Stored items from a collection

════════════════════

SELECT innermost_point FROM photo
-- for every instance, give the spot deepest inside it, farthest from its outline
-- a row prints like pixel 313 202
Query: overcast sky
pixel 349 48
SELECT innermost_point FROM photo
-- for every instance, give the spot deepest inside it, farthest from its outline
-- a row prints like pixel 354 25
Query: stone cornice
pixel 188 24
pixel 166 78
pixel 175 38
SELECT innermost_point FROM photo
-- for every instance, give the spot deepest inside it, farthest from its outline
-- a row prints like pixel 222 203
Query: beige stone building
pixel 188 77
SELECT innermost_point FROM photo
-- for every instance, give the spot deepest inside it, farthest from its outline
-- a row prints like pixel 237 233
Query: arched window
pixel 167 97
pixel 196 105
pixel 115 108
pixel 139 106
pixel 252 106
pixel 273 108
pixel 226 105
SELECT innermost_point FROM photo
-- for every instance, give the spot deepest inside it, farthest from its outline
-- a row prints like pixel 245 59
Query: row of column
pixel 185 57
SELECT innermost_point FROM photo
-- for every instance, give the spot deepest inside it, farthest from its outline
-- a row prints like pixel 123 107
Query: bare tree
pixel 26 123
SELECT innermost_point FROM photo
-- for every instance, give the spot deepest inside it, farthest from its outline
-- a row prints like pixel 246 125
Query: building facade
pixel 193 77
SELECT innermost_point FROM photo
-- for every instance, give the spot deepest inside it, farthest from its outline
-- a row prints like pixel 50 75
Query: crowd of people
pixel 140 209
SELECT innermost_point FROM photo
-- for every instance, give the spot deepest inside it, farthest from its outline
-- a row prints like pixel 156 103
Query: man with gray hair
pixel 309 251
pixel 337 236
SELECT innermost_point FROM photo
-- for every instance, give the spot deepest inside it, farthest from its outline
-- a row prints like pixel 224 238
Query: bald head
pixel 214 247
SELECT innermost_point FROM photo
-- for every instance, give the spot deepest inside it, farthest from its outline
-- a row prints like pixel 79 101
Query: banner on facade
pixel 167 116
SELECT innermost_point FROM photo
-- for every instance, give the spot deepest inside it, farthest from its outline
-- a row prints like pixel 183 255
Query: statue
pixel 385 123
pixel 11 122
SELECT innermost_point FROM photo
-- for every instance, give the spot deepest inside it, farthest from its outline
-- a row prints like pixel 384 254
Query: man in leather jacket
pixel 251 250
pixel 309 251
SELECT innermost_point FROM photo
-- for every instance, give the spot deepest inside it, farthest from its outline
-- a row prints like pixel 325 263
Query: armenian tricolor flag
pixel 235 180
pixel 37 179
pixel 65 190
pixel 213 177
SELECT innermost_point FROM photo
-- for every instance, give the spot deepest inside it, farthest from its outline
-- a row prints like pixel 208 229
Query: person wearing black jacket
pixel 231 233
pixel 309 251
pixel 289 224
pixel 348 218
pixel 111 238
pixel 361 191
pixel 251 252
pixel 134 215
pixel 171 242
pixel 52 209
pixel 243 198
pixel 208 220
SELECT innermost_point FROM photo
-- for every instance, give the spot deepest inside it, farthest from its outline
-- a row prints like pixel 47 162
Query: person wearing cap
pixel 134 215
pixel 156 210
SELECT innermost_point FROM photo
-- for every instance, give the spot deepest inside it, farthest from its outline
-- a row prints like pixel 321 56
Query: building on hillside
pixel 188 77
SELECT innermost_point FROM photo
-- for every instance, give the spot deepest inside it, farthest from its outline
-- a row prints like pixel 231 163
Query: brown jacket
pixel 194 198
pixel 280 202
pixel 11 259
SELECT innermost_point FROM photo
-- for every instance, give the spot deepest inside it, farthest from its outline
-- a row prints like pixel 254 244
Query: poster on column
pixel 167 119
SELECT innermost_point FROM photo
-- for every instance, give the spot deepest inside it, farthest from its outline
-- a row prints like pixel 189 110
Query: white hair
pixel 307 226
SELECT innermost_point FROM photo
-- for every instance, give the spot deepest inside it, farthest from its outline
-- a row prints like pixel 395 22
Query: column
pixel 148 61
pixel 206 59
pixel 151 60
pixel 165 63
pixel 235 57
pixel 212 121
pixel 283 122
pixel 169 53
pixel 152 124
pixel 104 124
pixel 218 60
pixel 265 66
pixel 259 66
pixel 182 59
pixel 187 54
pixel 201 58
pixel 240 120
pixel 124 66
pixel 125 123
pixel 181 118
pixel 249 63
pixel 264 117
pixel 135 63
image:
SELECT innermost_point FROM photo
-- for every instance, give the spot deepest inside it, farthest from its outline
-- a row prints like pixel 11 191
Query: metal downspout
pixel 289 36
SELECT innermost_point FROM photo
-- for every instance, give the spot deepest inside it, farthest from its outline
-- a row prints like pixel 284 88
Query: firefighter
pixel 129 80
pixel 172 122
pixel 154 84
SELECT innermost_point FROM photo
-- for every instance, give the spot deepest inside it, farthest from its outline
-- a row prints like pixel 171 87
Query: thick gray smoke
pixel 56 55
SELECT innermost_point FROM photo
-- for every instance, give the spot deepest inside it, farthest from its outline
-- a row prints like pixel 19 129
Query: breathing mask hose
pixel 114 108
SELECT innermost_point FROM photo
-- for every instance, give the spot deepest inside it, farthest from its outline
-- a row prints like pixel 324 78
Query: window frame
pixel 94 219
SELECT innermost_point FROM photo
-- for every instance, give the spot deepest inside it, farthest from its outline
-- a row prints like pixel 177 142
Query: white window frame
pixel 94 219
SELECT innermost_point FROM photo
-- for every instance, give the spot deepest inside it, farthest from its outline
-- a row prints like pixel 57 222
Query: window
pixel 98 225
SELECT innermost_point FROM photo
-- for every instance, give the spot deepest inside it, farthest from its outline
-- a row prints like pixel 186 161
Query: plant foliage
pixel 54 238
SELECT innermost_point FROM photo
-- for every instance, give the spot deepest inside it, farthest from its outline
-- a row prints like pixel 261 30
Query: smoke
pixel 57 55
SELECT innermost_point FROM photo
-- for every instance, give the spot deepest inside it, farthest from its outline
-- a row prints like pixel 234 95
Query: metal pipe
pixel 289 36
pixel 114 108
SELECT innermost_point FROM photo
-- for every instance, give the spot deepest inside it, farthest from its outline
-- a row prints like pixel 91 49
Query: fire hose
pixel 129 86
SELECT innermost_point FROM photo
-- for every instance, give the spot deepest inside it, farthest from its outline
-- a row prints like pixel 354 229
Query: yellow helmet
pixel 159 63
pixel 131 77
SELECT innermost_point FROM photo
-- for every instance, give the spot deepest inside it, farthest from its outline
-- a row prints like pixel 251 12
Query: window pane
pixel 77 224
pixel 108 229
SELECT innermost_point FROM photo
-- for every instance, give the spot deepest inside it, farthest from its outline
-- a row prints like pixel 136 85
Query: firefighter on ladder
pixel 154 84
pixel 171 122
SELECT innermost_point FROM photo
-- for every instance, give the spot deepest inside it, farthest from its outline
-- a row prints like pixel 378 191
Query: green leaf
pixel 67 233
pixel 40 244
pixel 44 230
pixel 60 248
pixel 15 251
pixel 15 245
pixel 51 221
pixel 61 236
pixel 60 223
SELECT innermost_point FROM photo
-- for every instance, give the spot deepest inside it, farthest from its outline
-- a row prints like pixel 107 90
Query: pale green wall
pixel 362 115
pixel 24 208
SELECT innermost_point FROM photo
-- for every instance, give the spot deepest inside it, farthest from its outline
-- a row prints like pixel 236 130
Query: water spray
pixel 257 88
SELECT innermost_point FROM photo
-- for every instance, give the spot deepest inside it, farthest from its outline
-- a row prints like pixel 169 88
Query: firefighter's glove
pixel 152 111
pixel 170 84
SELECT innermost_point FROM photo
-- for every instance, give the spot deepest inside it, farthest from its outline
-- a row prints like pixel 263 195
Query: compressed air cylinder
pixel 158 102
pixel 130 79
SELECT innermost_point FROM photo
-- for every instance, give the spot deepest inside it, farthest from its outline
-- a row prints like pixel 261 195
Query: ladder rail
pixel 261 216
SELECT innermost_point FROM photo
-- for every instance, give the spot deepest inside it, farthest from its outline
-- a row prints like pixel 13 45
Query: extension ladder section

════════════════════

Exercise instructions - Only one stretch of the entries above is wanted: the lines from the one containing "-- a row prints like pixel 19 129" through the one containing "-- a row prints like pixel 378 191". Please reproduce it exactly.

Response -
-- a row prints like pixel 19 129
Query: breathing mask hose
pixel 114 108
SELECT innermost_point FROM photo
-- for every instance, give the spot deepest inside it, farthest from its outline
-- a row prints like pixel 324 78
Query: window frame
pixel 94 219
SELECT innermost_point FROM photo
-- for every instance, give the spot deepest inside it, farthest from its outline
-- a row prints like pixel 177 142
Query: white window frame
pixel 94 219
SELECT innermost_point FROM photo
-- for every instance, give the spot deepest inside it, farthest from its outline
-- a row prints like pixel 57 222
Query: window
pixel 98 225
SELECT innermost_point FROM photo
-- for every instance, give the spot deepest inside it, farthest from its outline
-- a row prints like pixel 186 161
Query: plant foliage
pixel 54 238
SELECT innermost_point FROM photo
-- for every instance, give the spot deepest inside it, farthest from its outline
-- a row prints like pixel 261 30
Query: smoke
pixel 57 55
SELECT innermost_point FROM photo
-- for every instance, give the spot deepest inside it, farthest from its outline
-- a row prints like pixel 234 95
Query: metal pipe
pixel 289 36
pixel 114 108
SELECT innermost_point FROM photo
-- for every instance, give the spot deepest inside it, farthest from its outline
-- a row prints like pixel 91 49
Query: fire hose
pixel 129 86
SELECT innermost_point FROM photo
-- for every instance, give the spot deepest inside it, farthest from its outline
-- a row prints like pixel 354 229
Query: yellow helmet
pixel 159 63
pixel 131 77
SELECT innermost_point FROM photo
-- for every instance, give the spot deepest inside it, farthest from its outline
-- a row prints like pixel 251 12
Query: window pane
pixel 77 224
pixel 108 229
SELECT innermost_point FROM photo
-- for every instance, give the spot deepest inside it, farthest from its outline
-- a row prints like pixel 136 85
Query: firefighter on ladder
pixel 154 84
pixel 171 122
SELECT innermost_point FROM photo
-- for every instance, give the spot deepest inside it, farthest from its outline
-- a row prints like pixel 378 191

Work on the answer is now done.